Aim of the task:
Of the entries below, return only those lines from the line with "pixel 344 195" to the line with "pixel 168 149", exactly, both included.

Records for the exercise:
== Segment start ==

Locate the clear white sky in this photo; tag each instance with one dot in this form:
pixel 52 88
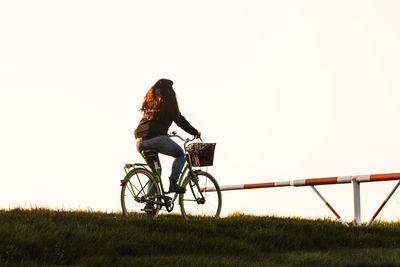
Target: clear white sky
pixel 287 89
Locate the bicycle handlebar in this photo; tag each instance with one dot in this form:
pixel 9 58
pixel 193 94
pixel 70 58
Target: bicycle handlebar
pixel 187 140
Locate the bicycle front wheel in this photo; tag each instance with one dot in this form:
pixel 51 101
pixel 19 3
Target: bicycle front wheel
pixel 202 198
pixel 135 191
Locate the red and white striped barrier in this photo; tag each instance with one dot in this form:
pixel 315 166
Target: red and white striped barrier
pixel 315 181
pixel 355 180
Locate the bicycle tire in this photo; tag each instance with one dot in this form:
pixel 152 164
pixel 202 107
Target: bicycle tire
pixel 136 185
pixel 191 202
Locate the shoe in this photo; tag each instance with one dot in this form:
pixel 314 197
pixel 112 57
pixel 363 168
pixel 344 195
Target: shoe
pixel 149 209
pixel 174 187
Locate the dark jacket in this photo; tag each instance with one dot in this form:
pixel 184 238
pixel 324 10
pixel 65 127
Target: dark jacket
pixel 159 125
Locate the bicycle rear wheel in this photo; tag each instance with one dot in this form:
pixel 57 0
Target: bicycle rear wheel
pixel 133 192
pixel 197 201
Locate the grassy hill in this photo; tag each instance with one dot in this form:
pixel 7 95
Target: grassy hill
pixel 41 237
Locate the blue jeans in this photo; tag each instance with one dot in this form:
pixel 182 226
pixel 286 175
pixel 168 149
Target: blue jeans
pixel 165 145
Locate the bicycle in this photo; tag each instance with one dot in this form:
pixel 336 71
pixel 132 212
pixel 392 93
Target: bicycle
pixel 142 184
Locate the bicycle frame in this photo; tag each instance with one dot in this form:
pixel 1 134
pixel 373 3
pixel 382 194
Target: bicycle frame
pixel 186 173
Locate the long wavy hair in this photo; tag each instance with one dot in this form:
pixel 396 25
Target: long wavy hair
pixel 161 92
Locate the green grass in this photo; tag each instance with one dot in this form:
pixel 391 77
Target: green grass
pixel 42 237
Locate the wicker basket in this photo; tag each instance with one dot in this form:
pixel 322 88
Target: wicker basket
pixel 201 154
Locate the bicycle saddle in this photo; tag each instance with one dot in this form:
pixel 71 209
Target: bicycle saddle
pixel 149 152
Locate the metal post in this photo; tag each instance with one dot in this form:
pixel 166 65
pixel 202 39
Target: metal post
pixel 383 204
pixel 357 206
pixel 329 206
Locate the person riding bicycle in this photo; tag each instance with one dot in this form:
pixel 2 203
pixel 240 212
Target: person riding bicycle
pixel 160 108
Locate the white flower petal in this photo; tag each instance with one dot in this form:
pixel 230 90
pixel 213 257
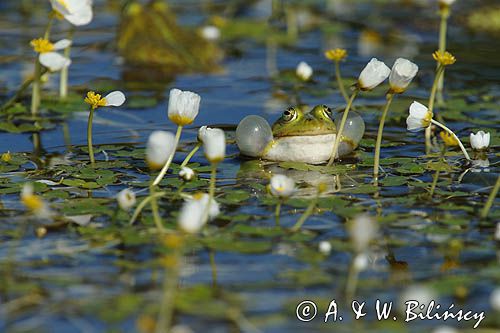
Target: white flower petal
pixel 183 106
pixel 282 186
pixel 126 199
pixel 54 61
pixel 214 144
pixel 62 44
pixel 304 71
pixel 160 146
pixel 115 98
pixel 402 74
pixel 480 141
pixel 374 73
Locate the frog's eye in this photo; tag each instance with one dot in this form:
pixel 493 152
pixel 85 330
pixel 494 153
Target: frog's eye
pixel 327 110
pixel 289 115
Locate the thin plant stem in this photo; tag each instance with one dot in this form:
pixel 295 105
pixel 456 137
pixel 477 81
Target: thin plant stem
pixel 213 267
pixel 306 215
pixel 63 79
pixel 434 183
pixel 213 175
pixel 191 154
pixel 277 213
pixel 454 136
pixel 143 204
pixel 89 136
pixel 166 313
pixel 171 157
pixel 35 97
pixel 339 81
pixel 437 174
pixel 432 98
pixel 491 199
pixel 155 209
pixel 352 280
pixel 341 128
pixel 444 13
pixel 376 163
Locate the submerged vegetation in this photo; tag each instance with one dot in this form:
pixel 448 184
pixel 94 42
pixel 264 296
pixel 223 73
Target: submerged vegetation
pixel 140 229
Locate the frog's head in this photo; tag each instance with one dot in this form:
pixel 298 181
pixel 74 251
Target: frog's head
pixel 295 122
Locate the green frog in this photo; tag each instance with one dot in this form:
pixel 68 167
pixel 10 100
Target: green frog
pixel 298 136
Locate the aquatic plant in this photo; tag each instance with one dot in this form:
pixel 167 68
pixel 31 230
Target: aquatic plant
pixel 374 73
pixel 95 101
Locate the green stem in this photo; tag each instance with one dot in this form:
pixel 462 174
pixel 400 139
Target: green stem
pixel 155 209
pixel 213 267
pixel 277 213
pixel 167 304
pixel 434 183
pixel 442 47
pixel 143 204
pixel 213 175
pixel 170 158
pixel 341 128
pixel 89 136
pixel 63 79
pixel 35 96
pixel 454 136
pixel 191 154
pixel 352 280
pixel 491 199
pixel 432 98
pixel 378 145
pixel 306 215
pixel 339 81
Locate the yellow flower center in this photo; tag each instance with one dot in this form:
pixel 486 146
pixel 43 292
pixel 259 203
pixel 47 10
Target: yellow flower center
pixel 336 54
pixel 444 58
pixel 6 157
pixel 426 121
pixel 32 202
pixel 42 45
pixel 448 139
pixel 95 100
pixel 180 120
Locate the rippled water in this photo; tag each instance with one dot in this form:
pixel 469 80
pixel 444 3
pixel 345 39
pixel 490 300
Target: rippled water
pixel 80 279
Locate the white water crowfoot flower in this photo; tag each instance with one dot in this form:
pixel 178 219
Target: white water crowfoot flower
pixel 210 33
pixel 214 143
pixel 304 71
pixel 76 12
pixel 420 117
pixel 402 73
pixel 159 148
pixel 282 186
pixel 183 106
pixel 186 173
pixel 126 199
pixel 373 74
pixel 480 140
pixel 195 212
pixel 325 247
pixel 34 202
pixel 115 98
pixel 47 55
pixel 362 230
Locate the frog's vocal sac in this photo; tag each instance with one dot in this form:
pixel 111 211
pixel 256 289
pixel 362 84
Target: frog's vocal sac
pixel 298 136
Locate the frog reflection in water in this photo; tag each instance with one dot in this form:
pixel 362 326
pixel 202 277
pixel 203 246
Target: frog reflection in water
pixel 298 136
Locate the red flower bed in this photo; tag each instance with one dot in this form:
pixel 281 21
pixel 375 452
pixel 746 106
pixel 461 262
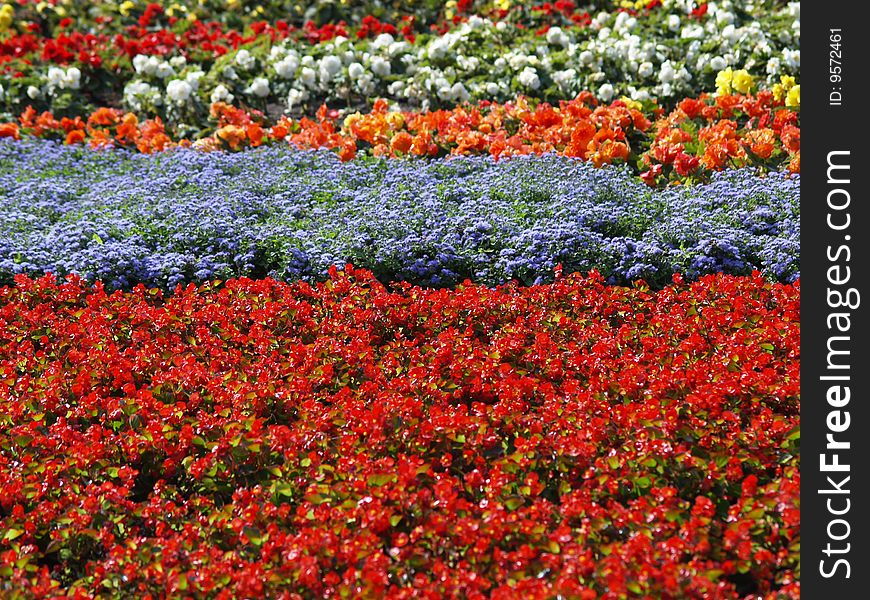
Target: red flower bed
pixel 285 440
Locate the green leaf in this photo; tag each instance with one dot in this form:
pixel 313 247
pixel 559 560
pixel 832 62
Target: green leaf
pixel 381 479
pixel 513 503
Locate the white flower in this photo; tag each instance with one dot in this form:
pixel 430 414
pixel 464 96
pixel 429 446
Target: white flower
pixel 287 66
pixel 259 87
pixel 164 70
pixel 557 37
pixel 179 91
pixel 193 79
pixel 72 78
pixel 724 17
pixel 529 78
pixel 245 60
pixel 459 93
pixel 355 70
pixel 666 75
pixel 308 76
pixel 380 66
pixel 139 63
pixel 137 88
pixel 329 67
pixel 295 97
pixel 366 84
pixel 397 48
pixel 565 78
pixel 221 94
pixel 383 40
pixel 692 32
pixel 55 76
pixel 437 49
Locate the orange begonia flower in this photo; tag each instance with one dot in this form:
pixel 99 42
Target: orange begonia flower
pixel 9 130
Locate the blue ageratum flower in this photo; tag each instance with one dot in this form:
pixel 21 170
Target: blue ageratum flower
pixel 185 216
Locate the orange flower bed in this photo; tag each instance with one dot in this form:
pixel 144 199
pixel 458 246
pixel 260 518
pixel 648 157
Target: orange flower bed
pixel 700 136
pixel 712 133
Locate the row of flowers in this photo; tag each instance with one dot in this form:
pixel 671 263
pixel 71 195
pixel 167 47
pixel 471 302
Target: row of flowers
pixel 665 54
pixel 700 136
pixel 345 440
pixel 327 16
pixel 170 218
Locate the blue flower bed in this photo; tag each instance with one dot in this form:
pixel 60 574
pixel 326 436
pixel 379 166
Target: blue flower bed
pixel 187 216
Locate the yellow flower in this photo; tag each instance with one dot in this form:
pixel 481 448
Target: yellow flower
pixel 7 16
pixel 126 7
pixel 778 92
pixel 723 81
pixel 793 100
pixel 448 9
pixel 629 103
pixel 395 119
pixel 742 81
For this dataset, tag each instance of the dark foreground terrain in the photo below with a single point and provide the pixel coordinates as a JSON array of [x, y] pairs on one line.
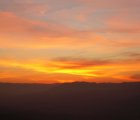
[[73, 101]]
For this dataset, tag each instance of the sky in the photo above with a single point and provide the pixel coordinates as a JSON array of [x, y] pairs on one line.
[[57, 41]]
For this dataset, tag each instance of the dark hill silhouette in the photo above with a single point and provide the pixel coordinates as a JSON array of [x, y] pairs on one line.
[[70, 101]]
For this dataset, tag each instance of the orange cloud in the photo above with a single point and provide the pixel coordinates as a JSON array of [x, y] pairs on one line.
[[73, 70]]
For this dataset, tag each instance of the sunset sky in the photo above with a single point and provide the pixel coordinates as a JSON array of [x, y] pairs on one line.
[[56, 41]]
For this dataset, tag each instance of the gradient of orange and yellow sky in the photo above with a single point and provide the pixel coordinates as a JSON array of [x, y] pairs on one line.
[[50, 41]]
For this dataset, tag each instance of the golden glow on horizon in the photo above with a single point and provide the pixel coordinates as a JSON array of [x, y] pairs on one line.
[[99, 71]]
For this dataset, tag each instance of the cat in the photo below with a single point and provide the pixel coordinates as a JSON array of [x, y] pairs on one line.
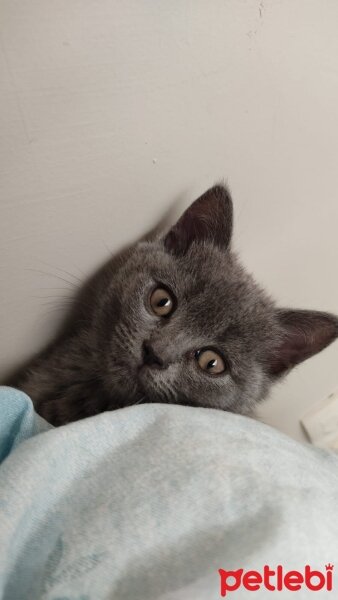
[[174, 320]]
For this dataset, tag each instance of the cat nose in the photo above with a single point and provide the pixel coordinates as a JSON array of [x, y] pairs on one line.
[[150, 358]]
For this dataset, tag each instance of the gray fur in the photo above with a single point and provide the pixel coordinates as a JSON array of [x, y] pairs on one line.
[[97, 363]]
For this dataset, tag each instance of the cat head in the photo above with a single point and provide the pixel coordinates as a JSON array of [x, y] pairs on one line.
[[180, 321]]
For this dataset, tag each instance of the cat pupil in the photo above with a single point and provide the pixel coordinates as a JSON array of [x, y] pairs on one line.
[[163, 302]]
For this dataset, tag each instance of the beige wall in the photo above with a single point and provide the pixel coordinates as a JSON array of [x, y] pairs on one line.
[[114, 111]]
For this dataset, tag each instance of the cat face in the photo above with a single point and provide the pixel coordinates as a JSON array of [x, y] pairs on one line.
[[173, 320], [180, 321]]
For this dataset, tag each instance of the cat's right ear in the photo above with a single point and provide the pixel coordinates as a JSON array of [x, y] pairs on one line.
[[208, 219]]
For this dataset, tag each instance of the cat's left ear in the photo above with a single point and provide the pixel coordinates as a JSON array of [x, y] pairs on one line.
[[208, 219], [304, 333]]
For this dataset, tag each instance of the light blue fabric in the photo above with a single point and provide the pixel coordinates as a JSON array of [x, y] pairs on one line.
[[148, 502]]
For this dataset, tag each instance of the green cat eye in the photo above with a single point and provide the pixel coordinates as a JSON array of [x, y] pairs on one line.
[[162, 302], [210, 361]]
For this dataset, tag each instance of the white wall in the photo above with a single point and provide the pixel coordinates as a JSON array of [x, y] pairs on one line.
[[114, 111]]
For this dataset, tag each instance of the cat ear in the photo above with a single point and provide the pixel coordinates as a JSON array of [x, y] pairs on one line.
[[208, 219], [304, 333]]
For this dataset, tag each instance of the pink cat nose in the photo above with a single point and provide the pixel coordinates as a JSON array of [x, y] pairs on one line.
[[150, 358]]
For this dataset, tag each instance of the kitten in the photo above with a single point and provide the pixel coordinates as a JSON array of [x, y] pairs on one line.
[[174, 320]]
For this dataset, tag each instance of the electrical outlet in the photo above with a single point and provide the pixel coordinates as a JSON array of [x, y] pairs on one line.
[[321, 423]]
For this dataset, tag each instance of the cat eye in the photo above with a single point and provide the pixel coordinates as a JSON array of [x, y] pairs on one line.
[[162, 302], [210, 361]]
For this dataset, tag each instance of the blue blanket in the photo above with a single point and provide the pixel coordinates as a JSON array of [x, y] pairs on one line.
[[150, 501]]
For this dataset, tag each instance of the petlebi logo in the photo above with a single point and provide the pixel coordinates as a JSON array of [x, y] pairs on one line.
[[276, 579]]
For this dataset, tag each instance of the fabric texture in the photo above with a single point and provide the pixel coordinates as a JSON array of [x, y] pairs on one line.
[[148, 502]]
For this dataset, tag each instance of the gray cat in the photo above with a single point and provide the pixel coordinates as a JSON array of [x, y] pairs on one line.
[[173, 320]]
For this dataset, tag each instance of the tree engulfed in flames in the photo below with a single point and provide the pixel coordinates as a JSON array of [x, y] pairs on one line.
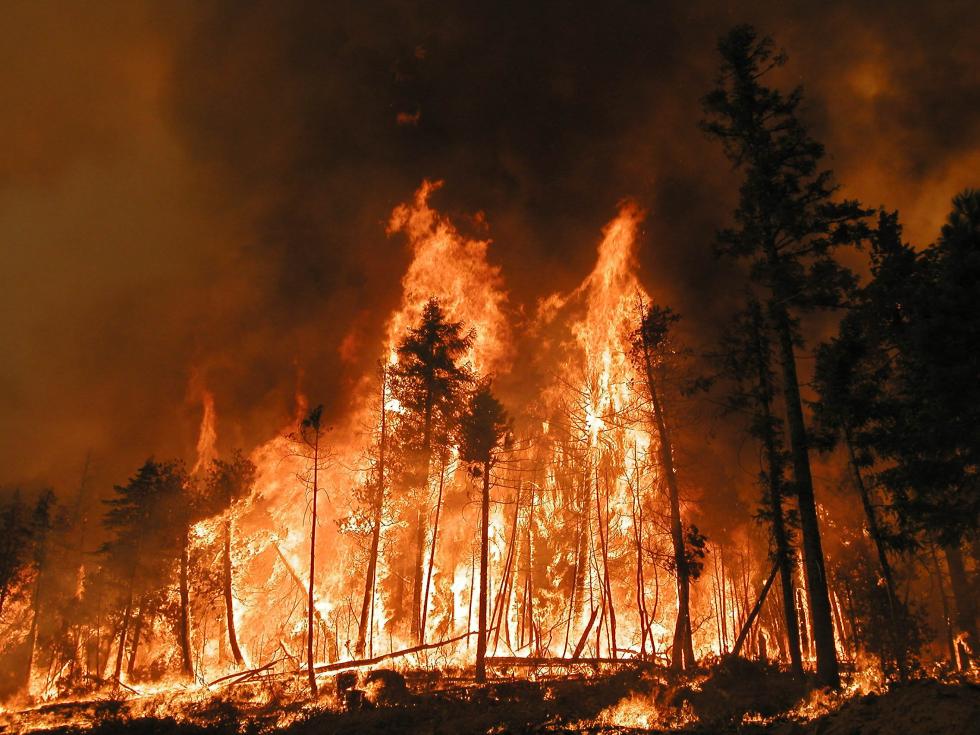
[[580, 558], [575, 532]]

== Segment end ==

Your solution:
pixel 344 195
Target: shoe
pixel 149 209
pixel 174 187
Locate the dark jacket in this photo; tag each instance with one dot in this form:
pixel 184 238
pixel 324 10
pixel 65 127
Target: dark jacket
pixel 159 125
Locate the bicycle rear wheel in this photo; tag each instance with one dot in this form:
pixel 57 0
Target: bicycle rear wheel
pixel 133 192
pixel 197 201
Locate the grassy hill in this photo; tag each instance with one dot in this form:
pixel 7 95
Target: grassy hill
pixel 41 237
Locate the blue jeans in this photo; tag each instance with one dot in this form:
pixel 182 226
pixel 286 175
pixel 168 149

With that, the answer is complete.